• [Text passage]
Oregon
Fentanyl State of Emergency Declared in Portland, Oregon
Several elected leaders in Oregon declared a state of emergency on Tuesday for downtown Portland over the public health and public safety crisis fueled by fentanyl. Oregon Gov. Tina Kotek, Portland Mayor Ted Wheeler, and Multnomah County Chair Jessica Vega Pederson made the declaration for a 90-day period during which collaboration and response will come from a command center downtown, the AP reports. The three governments are directing their agencies to work with first responders in connecting people addicted to the synthetic opioid with resources including drug treatment programs and to crack down on drug sales.
“Our country and our state have never seen a drug this deadly addictive, and all are grappling with how to respond,” Kotek said in a statement. The declaration is a recommendation from a governor-established task force that met for several months last year to determine ways to rejuvenate downtown Portland. People addicted to fentanyl who interact with first responders in Portland’s downtown in the next 90 days will be triaged by this new command center. Staff can connect people with various resources from a bed in a drug treatment center to meeting with a behavioral health clinician to help with registering for food stamps.

• [Exercise instructions]
- a) Answer these questions using the article on the Portland fentanyl emergency, one per line:
(i) How long will the state of emergency last?
(ii) What body recommended the declaration?
(iii) From where will collaboration and response come during the emergency?
- b) Translate this sentence from the article on the Portland fentanyl emergency into Spanish: "People addicted to fentanyl who interact with first responders in Portland's downtown in the next 90 days will be triaged by this new command center."
- c) Extend the article on the Portland fentanyl emergency past its final sentence.

• [Data shown]
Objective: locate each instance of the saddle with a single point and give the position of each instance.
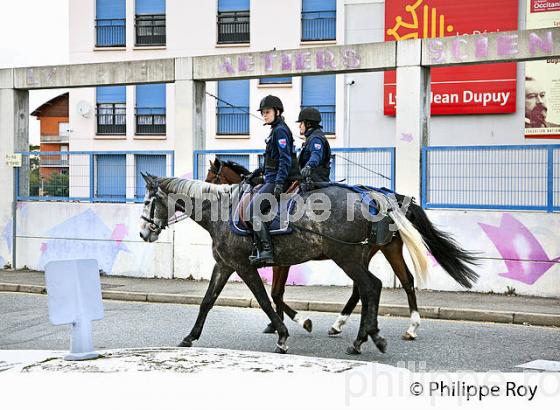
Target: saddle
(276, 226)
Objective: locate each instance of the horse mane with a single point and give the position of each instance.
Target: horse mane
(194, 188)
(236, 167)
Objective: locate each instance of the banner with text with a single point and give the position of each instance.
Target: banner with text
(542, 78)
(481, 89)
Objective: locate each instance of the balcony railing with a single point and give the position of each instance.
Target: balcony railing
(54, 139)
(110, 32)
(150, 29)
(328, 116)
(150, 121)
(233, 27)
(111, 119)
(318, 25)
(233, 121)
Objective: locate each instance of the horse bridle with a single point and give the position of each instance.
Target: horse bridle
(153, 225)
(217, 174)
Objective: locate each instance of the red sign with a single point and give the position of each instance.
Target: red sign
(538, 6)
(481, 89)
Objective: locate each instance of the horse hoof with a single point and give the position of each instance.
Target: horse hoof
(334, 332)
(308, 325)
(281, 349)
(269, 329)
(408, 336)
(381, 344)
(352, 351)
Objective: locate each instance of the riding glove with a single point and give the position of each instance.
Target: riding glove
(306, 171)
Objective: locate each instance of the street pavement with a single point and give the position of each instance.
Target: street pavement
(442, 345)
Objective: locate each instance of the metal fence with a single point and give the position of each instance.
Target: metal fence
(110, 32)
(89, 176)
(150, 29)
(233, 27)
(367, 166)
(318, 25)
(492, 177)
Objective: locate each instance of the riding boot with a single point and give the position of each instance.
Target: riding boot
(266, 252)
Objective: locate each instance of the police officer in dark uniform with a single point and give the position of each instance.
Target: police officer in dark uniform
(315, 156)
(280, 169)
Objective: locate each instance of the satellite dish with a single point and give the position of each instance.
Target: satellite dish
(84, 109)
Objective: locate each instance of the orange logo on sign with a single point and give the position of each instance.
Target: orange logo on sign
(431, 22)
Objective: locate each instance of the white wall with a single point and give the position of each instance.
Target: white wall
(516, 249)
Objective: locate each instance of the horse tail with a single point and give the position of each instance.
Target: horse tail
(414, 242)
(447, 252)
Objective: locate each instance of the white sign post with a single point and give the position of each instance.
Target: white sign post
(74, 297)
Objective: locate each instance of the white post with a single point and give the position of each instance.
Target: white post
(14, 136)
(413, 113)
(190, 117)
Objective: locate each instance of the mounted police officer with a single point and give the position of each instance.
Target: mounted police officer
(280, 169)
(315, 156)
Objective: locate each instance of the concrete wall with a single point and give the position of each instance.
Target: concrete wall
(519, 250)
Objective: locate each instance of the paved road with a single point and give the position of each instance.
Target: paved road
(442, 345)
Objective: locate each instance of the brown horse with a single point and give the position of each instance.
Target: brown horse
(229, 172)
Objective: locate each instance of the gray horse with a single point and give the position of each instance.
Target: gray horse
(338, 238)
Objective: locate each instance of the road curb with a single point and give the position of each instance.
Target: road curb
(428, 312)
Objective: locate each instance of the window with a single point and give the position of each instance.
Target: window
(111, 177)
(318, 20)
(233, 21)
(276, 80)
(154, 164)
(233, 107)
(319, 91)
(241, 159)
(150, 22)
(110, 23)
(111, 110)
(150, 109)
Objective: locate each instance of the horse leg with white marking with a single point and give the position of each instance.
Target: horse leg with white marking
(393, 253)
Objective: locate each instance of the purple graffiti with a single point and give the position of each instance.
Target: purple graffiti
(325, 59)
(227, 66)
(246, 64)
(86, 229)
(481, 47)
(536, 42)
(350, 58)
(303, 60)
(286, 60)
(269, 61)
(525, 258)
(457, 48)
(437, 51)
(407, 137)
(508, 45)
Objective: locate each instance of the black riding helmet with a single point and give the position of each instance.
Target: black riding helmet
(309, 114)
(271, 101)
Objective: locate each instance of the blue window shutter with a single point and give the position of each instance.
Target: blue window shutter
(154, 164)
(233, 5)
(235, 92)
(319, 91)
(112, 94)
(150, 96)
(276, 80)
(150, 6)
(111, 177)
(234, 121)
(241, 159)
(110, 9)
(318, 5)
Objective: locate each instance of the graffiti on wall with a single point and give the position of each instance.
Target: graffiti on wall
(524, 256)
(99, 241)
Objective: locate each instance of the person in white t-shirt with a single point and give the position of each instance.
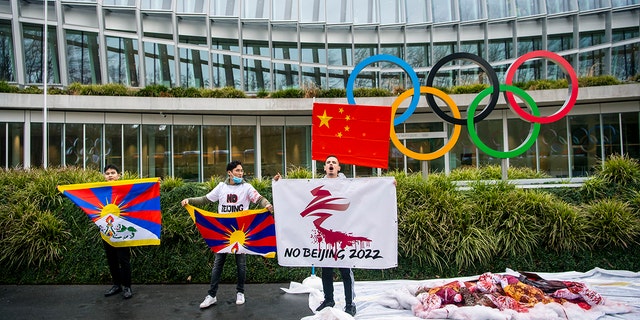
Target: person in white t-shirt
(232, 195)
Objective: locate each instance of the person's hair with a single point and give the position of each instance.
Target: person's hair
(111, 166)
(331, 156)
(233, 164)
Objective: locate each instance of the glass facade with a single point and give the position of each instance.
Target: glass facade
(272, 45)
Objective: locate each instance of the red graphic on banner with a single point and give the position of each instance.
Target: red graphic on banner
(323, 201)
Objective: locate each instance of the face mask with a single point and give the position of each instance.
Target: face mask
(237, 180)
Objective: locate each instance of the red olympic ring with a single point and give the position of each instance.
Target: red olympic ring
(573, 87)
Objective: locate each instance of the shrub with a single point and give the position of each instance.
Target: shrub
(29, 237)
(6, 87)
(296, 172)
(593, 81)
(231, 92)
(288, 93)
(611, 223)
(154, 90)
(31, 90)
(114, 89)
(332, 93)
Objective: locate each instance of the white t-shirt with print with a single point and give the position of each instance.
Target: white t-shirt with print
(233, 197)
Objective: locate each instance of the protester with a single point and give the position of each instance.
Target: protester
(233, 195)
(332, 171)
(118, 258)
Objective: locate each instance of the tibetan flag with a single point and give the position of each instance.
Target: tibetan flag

• [Responses for each task]
- a)
(i) 90 days.
(ii) A governor-established task force.
(iii) A command center downtown.

- b) Las personas adictas al fentanilo que interactúen con los servicios de primera respuesta en el centro de Portland durante los próximos 90 días serán evaluadas y clasificadas por este nuevo centro de mando.

- c)
The effort also extends the Portland Police Bureau’s partnership with Oregon State Police to jointly patrol downtown streets for fentanyl sales. It additionally kicks off information campaigns centered on drug use prevention and recovery programs across the region. The county will expand outreach and training on how to administer Narcan, an overdose-reversal drug. The program doesn’t establish any goals to measure success. Kotek said the next 90 days will provide a road map for the next steps.